>> start Available records
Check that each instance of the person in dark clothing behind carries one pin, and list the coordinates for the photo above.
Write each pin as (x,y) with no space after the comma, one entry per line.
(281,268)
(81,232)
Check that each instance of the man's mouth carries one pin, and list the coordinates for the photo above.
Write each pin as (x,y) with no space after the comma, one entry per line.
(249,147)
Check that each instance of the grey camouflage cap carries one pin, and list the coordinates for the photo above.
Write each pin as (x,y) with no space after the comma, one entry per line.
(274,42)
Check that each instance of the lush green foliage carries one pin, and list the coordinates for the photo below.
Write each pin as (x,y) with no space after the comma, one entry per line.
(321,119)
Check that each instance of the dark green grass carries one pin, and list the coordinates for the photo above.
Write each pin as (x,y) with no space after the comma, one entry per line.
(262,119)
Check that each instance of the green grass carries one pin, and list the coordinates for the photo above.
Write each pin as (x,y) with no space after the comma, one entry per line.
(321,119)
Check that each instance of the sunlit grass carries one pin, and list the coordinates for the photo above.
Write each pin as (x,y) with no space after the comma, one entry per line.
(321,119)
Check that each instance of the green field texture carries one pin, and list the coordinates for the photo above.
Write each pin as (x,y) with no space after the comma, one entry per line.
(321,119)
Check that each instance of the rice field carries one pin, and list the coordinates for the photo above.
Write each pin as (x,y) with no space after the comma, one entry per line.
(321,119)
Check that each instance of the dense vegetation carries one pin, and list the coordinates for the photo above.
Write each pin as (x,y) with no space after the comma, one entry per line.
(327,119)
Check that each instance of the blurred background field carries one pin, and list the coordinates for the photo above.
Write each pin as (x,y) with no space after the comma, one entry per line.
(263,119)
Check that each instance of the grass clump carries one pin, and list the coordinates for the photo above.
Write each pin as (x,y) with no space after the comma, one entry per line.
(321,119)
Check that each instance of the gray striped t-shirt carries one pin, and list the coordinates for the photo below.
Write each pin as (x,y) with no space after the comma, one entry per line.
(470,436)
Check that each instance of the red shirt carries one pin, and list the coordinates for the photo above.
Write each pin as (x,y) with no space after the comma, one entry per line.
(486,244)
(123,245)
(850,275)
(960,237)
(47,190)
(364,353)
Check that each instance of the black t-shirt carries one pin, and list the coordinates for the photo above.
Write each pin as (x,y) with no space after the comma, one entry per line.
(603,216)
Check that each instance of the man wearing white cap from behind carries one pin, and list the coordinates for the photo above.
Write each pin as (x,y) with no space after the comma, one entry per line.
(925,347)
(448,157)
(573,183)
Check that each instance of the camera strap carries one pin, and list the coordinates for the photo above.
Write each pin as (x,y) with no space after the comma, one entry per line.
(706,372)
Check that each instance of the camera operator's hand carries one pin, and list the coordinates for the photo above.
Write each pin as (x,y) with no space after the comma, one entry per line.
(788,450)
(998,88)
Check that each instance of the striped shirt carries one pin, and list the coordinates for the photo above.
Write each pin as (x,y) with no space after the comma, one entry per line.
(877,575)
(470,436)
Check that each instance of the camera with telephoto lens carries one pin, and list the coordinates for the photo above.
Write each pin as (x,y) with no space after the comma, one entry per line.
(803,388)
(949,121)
>> end Available records
— What is being asked —
Reproduce all of the items above line for line, with every character left unchanged.

— Task answer —
Check that each instance of the person in dark clothing behind carries one pin, and list the coordinates for the photo above.
Write each pin as (x,y) with no space after the comma, one entry per line.
(281,268)
(81,232)
Check that each instance of the man's mouth carries one pin, and list the coordinates for the photo above.
Write each pin as (x,y) with no space after the comma, one entry per line.
(249,147)
Check that each instance of the grey camouflage cap carries one pin, and list the coordinates for the photo above.
Write each pin as (x,y) with no space after the comma, one entry per line.
(274,42)
Check that each instance of the lush green foliage carries one pin, and list the coordinates for the photo below.
Write each pin as (x,y) with no space after the comma, one entry per line.
(321,119)
Check that each instance of the dark green grass carries one pin, and list the coordinates for the photo above.
Write each pin as (x,y) with no space after the comma, one entry per line.
(262,119)
Check that each instance of the green grass carries one pin, and list the coordinates for the photo above.
Write each pin as (x,y) with no space after the comma, one entry per line.
(321,119)
Check that each instance of the sunlit grass carries one pin, and list the coordinates for the photo above.
Write each pin as (x,y) with no space after the comma, one entry per line.
(321,119)
Check that each instance of the green field texture carries one pin, and list the coordinates for the photo above.
Write each pin as (x,y) with no space after the comma, one entry per line.
(321,119)
Check that each instance of the rice field carries one pin, and list the coordinates for the photo above.
Write each pin as (x,y) with no space after the comma, one entry per line.
(321,119)
Check that each instance of the dense vegetation carries one pin, and list the coordinates for the photo above.
Write each pin as (x,y) with no space after the comma, one entry per line.
(327,119)
Check that each instance of the blurred background field carries one pin, and list the coordinates for the photo above.
Write each pin as (x,y) with no space after the comma, one entry per line.
(263,119)
Check that each instance of the grass clump carries one pin, and list the coordinates for the photo above.
Write each pin as (x,y) with no space after the comma, one entry per line.
(321,119)
Check that each instance of the gray striped t-shirt carries one pin, and list the coordinates for the photo below.
Write each pin as (x,y) with no space after the comma, one entry per line.
(470,436)
Check that each instance of the red shirt carries one pin, and list the coordinates for the photo above.
Write each pin as (x,y) with no space after the comma, one entry per line.
(486,244)
(123,245)
(850,275)
(960,237)
(47,190)
(364,353)
Check that each instance of the black t-shirt carries one pin, and list the coordinates for the photo above.
Write each pin as (x,y) with no space after the comma, one entry per line.
(603,216)
Check that each instance of the man wearing white cap from behind carries one pin, and list the coordinates for the photo above.
Write each pin as (x,y) with no space after the comma, one entry per line.
(925,347)
(448,157)
(573,183)
Check that each instance of the camera strap carries one pin, and list the coordinates for the photo above.
Write each pin as (x,y) with no space after the comma, one entry per line.
(706,372)
Check that each instance of the camera operator's hand carries one pin, and list the coordinates for the photo above.
Write each pin as (x,y) with no space after the comma, one entry per line.
(788,450)
(998,88)
Check that each instance of the striped shirt carries one pin, and list the coordinates for the photo above.
Write each pin as (x,y) with no space after the comma, one entry per line.
(877,575)
(470,436)
Check that each instance of the camera with telephoto lens carries one pin, and list the coordinates for the photo above.
Write each pin as (x,y) with no space after the comma, one entry per line.
(803,388)
(949,121)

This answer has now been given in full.